Challenge
Write down every entry below once more, exactly.

** Start Material to process **

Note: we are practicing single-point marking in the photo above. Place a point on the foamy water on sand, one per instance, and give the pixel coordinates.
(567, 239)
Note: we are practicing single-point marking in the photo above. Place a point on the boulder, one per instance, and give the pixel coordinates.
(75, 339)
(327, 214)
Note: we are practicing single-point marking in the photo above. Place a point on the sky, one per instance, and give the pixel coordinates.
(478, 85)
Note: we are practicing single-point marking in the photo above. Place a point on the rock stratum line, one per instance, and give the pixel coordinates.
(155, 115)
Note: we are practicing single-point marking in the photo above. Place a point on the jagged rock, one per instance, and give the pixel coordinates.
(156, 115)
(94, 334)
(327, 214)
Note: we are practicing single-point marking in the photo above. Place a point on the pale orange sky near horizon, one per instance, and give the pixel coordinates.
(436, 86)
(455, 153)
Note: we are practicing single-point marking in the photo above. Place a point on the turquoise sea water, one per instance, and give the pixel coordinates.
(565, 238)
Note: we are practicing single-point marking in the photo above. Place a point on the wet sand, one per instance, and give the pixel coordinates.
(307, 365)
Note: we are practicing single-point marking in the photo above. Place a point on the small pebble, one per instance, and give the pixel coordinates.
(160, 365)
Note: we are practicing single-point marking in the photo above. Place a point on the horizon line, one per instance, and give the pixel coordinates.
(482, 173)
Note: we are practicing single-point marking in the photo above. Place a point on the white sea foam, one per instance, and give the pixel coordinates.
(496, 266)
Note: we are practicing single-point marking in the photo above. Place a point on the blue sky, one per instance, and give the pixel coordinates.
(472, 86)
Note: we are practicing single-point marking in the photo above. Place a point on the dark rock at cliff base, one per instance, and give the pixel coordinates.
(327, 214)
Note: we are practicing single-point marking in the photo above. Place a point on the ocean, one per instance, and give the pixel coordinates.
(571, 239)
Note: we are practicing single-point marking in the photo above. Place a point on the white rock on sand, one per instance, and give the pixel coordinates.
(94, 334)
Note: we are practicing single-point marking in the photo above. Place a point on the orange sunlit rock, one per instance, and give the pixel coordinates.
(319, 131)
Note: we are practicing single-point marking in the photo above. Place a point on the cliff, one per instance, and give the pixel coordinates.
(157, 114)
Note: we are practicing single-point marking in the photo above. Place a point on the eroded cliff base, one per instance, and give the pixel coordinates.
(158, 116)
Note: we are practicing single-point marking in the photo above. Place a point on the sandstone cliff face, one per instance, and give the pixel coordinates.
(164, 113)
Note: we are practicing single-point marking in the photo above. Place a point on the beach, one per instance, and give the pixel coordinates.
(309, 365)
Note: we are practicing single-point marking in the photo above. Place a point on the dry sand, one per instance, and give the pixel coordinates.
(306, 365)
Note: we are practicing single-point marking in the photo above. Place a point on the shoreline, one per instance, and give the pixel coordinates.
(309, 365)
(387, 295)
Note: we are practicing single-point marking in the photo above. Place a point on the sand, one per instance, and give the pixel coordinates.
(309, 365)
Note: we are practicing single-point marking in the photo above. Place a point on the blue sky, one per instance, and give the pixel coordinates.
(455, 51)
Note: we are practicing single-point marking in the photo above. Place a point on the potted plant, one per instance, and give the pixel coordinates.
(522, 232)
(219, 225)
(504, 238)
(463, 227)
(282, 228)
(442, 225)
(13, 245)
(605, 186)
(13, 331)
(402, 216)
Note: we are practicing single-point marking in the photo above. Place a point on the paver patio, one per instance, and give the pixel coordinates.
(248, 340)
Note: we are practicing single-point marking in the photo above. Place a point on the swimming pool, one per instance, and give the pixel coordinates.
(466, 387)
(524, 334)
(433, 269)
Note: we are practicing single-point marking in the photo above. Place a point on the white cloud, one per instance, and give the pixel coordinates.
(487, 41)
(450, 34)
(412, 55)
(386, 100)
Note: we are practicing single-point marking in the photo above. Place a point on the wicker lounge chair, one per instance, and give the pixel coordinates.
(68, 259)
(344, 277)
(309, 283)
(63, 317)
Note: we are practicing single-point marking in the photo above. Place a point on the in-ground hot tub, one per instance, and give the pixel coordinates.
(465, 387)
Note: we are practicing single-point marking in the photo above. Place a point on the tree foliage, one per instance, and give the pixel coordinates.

** End Material to process **

The result
Note: we are practicing single-point marking in the photo above. Place a point on the foamy water on sand, one per instance, and give the pixel coordinates.
(567, 239)
Note: we are practicing single-point marking in the photo above. Place a point on the boulder, one per instance, and give the pixel coordinates.
(75, 339)
(327, 214)
Note: we are practicing single-point marking in the photo above. Place a point on the sky, one per instance, and give the pixel coordinates.
(478, 85)
Note: we are practicing single-point marking in the photo above. Place a point on the rock stratum line, one per instance, and give the pixel coordinates.
(155, 115)
Note: we are practicing single-point marking in the photo above. Place a point on the jagged rock, one per instance, and give the pixel coordinates.
(156, 115)
(94, 334)
(327, 214)
Note: we are practicing single-point marking in the photo above. Place a point on the pale orange sky near horizon, one per instance, and give the pixel coordinates.
(436, 86)
(455, 153)
Note: we are practicing single-point marking in the photo above. Place a point on the turquoise sea water, one per instance, and give the pixel coordinates.
(565, 238)
Note: we are practicing single-point marking in the photo above. Place a point on the wet sand, one per instance, and give the pixel coordinates.
(307, 365)
Note: we are practicing single-point marking in the photo above. Place a point on the small pebble, one per instance, and give the pixel coordinates.
(160, 365)
Note: we are practicing single-point marking in the photo above. Place a point on the horizon line, one per instance, and give the pixel coordinates.
(482, 173)
Note: we are practicing single-point marking in the photo above. Place a point on the white sea foam, one per instance, and give the pixel coordinates.
(496, 266)
Note: we are practicing single-point marking in the photo above. Place a point on the blue sky, one per instance, and give the pixel coordinates.
(472, 86)
Note: we are practicing single-point marking in the photo above. Place a point on the dark rock at cliff base, one per instance, and give the pixel coordinates.
(327, 214)
Note: we are practicing single-point marking in the photo above. Place a point on the ocean, one per instance, and give the pixel coordinates.
(571, 239)
Note: we are practicing single-point marking in the photo above. Place a point on the white rock on sand, one per instance, and give the pixel coordinates.
(94, 334)
Note: we are practicing single-point marking in the photo above. Place a point on the orange sunlit rock, one per instance, and give the pixel coordinates.
(319, 131)
Note: we are practicing single-point marking in the photo above. Place a point on the cliff, one per instance, and give the pixel coordinates.
(157, 114)
Note: we are practicing single-point marking in the photo above. Place a point on the eroded cliff base, one per instance, and give the pixel coordinates.
(158, 116)
Note: we are practicing single-point marking in the photo above. Place a point on the sandstone cliff face, one per instance, and give the pixel coordinates.
(164, 113)
Note: we are practicing single-point marking in the photo above. Place a point on the beach, one per instance, and give the pixel coordinates.
(309, 365)
Note: we are practicing single-point marking in the photo above. Place a point on the dry sand, one per instance, and give the pixel coordinates.
(306, 365)
Note: we are practicing single-point marking in the photo above. Place a point on the shoreline, one per instance, and give the pixel coordinates.
(309, 365)
(387, 295)
Note: we are practicing single-point marking in the photo above. Place a point on the sand, one per instance, and give the pixel coordinates.
(309, 365)
Note: we are practicing single-point marking in the photo above. Place a point on the blue sky, one per instance, and give the pixel coordinates.
(455, 51)
Note: we are practicing single-point marking in the photo above. Place a point on the potted plant, one per instance, and give the pixel coordinates.
(522, 232)
(219, 225)
(504, 238)
(463, 227)
(282, 228)
(442, 225)
(13, 245)
(605, 186)
(13, 331)
(402, 216)
Note: we are practicing single-point marking in the photo above. Place a point on the paver patio, one per instance, and give the pixel coordinates.
(248, 340)
Note: we are practicing single-point marking in the photo above. Place a point on the swimming pool, one per instance, and give the pixel coordinates.
(466, 387)
(524, 334)
(433, 269)
Note: we are practicing single-point marking in the photo above. Place a point on the white cloud, one per instance, and give the pixel coordinates.
(487, 41)
(450, 34)
(412, 55)
(386, 100)
Note: we are practicing single-point marking in the photo above. Place a point on the wicker lounge chair, one per instance, and give the pixel coordinates.
(68, 259)
(344, 277)
(309, 283)
(63, 317)
Note: we are practicing single-point marking in the photo above. Place a point on the in-ground hot tub, one per instance, and give the pixel coordinates.
(465, 387)
Note: we are practicing single-point marking in the photo above. Place a point on the tree foliage, one per instance, and give the pixel coordinates.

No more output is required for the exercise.